▶ _Excerpted passage_
The US Department of Education’s Office for Civil Rights (OCR) has dismissed a complaint against Barnard College – which is a partner of Columbia University – that a student was “steered” away from taking a class by Professor Joseph Massad because the student is Jewish.
The decision strikes a blow at a key strategy being utilized by Zionist organizations to use US civil rights legislation to smear and harass faculty who teach about Palestine or are critical of Israeli policies, and to censor Palestine solidarity activism on campuses.
It also follows a few weeks after a judge in California threw out a lawsuit by students accusing University of California at Berkeley administrators of allowing an “anti-Semitic climate” to develop on campus, because the accusers had failed to support their claims.
The complaint to OCR alleged that Professor Rachel McDermott, Chair of the Asian and Middle Eastern Cultures Department at Barnard College, which is in New York City, had told an unnamed student not to take a class by Massad because she would be “uncomfortable” and to take another class instead.

▶ _Stated task_
Decide whether each statement agrees with the news excerpt above, answering yes or no and quoting the deciding words: 1. The Office for Civil Rights dismissed the complaint against Barnard College. 2. The California judge ruled in favor of the students who sued Berkeley administrators. 3. Rachel McDermott chairs the Asian and Middle Eastern Cultures Department at Barnard College.

▶ _Data lines_

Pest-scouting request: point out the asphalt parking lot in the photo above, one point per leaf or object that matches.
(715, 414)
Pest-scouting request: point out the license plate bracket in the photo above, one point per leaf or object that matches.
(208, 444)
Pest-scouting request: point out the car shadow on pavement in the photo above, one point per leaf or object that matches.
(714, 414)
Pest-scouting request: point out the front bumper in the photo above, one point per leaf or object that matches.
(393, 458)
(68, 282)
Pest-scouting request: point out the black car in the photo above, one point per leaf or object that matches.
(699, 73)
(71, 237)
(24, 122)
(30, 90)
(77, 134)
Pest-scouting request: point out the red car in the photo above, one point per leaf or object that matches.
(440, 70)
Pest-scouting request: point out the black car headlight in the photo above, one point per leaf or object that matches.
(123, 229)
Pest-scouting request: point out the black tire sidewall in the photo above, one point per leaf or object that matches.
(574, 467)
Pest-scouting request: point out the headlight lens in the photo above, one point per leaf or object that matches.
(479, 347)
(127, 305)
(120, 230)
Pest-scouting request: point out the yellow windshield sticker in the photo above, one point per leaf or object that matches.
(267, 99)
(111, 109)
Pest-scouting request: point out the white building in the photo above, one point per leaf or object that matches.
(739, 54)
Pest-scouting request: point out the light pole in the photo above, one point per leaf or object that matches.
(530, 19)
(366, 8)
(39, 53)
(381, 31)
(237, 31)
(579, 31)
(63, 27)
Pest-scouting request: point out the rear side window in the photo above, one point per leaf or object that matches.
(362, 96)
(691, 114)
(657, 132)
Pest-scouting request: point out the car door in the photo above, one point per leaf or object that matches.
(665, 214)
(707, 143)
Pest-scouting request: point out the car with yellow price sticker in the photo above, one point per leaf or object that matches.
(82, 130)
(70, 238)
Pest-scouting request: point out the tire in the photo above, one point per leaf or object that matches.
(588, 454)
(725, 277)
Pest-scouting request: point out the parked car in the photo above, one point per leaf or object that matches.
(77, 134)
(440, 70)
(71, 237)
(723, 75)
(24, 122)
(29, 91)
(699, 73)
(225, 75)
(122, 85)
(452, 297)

▶ _Written solution_
1. Yes: "has dismissed a complaint against Barnard College"
2. No: "a judge in California threw out a lawsuit by students"
3. Yes: "Chair of the Asian and Middle Eastern Cultures Department at Barnard College"